= Source excerpt =
Start
It’s a term some may never have heard of and others may have an inkling of the meaning, but it wasn’t until I did a little digging that I got some insight into the individuals who identify with this term. You might know that ‘pick up artists’ are guys who go about regularly trying to seduce women, perhaps with cheesy lines or a confident attitude. But it’s a little bit more involved (but not much, and in no good way).

Pick up artists, or PUAs – they really like pretentious acronym useage –  purport to use a range of (morally and technically dubious) techniques to increase their odds of getting given phone numbers, making out in a club, or getting someone to go home with them for sex. Learning these techniques and how to apply them is called ‘game’, and I’ll talk about the insidious misogyny even in just that name in just a minute.

One of the central ideas to many PUA’s ‘game’ is Neuro-Linguistic Programming, or NLP. Tellingly, NLP is actually pretty difficult to define because of how ” those who started it and those involved in it use such vague and ambiguous language that NLP means different things to different people.” Wiki’s simple statement on it is that “Its creators claim a connection between the neurological processes (“neuro”), language (“linguistic”) and behavioral patterns learned through experience (“programming”) and that these can be changed to achieve specific goals in life.” It seems to be a combination of two things. On the one hand, changing yourself and your mental processes through the use of language in a manner similar to self-hypnosis, and on the other hand, affecting other people in a similar sort of way to create a favourable situation for yourself. Which doesn’t in any way sound coercive or morally dubious. Nope.

It’s also quite crucial to note that Neuro-Linguistic Programming is now academically understood to be a pseudoscience. As this quote from the Annual Review of Psychology  highlights: “after several years of conflicting and confusing results, Sharpley (1984, 1987) reviewed the research and concluded that there was little support for the assumptions of NLP.” Being reviews of multiple pieces of research, this obviously isn’t a claim based on one simple piece of debunking literature, even though I only cite this here.

I mean, you can’t literally be this guy. But don’t be a pick-up ‘artist’. Please. If you happen to be the guy in the photo reading, you can be this guy.
End
[Raw records]
Start
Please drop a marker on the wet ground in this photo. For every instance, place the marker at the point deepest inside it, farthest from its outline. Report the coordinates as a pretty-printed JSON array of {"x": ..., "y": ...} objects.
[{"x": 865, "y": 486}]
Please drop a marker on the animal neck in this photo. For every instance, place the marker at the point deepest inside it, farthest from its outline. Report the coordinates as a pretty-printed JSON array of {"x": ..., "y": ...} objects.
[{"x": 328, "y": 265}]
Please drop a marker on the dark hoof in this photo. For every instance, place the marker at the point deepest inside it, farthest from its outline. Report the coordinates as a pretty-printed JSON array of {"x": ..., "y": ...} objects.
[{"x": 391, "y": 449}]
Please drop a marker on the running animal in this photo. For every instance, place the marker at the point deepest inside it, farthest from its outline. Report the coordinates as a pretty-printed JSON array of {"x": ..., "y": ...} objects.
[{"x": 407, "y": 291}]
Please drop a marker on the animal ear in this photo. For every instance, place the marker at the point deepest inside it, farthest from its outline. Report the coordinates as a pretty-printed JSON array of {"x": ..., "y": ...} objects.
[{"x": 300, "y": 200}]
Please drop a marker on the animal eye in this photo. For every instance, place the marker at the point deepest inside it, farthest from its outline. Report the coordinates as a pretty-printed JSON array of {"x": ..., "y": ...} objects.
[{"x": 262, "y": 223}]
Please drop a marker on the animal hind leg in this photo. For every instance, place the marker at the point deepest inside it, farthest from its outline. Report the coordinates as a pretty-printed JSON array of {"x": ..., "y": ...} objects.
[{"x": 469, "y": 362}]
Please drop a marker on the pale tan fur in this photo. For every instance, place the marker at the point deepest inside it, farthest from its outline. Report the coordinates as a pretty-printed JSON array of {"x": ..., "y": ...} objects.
End
= Short exercise A =
Using the excerpt about pick-up artists, decide whether each statement agrees with it. Answer yes or no for (i), (ii) and (iii), and quote the words from the excerpt that decide each one.
(i) Neuro-Linguistic Programming is now academically understood to be a pseudoscience.
(ii) Learning pick-up techniques and how to apply them is called "programming."
(iii) Sharpley's review concluded that there was strong support for the assumptions of NLP.
= Short exercise B =
Translate this sentence from the excerpt about pick-up artists into Spanish: "One of the central ideas to many PUA’s ‘game’ is Neuro-Linguistic Programming, or NLP."
= Short exercise C =
Continue the excerpt about pick-up artists, starting after its final sentence.

= Final answer A =
(i) Yes: "It’s also quite crucial to note that Neuro-Linguistic Programming is now academically understood to be a pseudoscience."
(ii) No: "Learning these techniques and how to apply them is called ‘game’"
(iii) No: "concluded that there was little support for the assumptions of NLP."

= Final answer B =
Una de las ideas centrales del ‘game’ de muchos PUA es la Programación Neurolingüística, o PNL.

= Final answer C =
The psychology underpinning the ‘seduction community’ ultimately rests upon claims that ‘nice guys finish last’. That to attain your goal of sex with women, you can (and should) take a systematic approach that will enable you to manipulate people and situations so that you can get laid. Doing this reduces women to puzzles or challenges that have to be cracked for the sake of male gratification. This isn’t a method that is sincerely offered as a way for shy men to overcome personal difficulties and establish meaningful connections, or even engage in casual sexual fun in an egalitarian and consensual manner. You have men literally competing to see who can collect more phone numbers, or advocating a ‘technique’ whereby a man is advised to grab a girl by the throat, put a finger to his lips, and go ‘shh’. Yes, this is part of ‘game’, for some at least. By calling these techniques ‘game’, it implies that sex is something that can be won, and that the process is all just fun, not serious, no real consequences.

That last one sounds pretty outrageous right? You may have seen the particular guy who sells this idea, Julien Blanc, in the news recently when he was forced to leave Australia after his Visa was cancelled, and his pick-up seminars cancelled.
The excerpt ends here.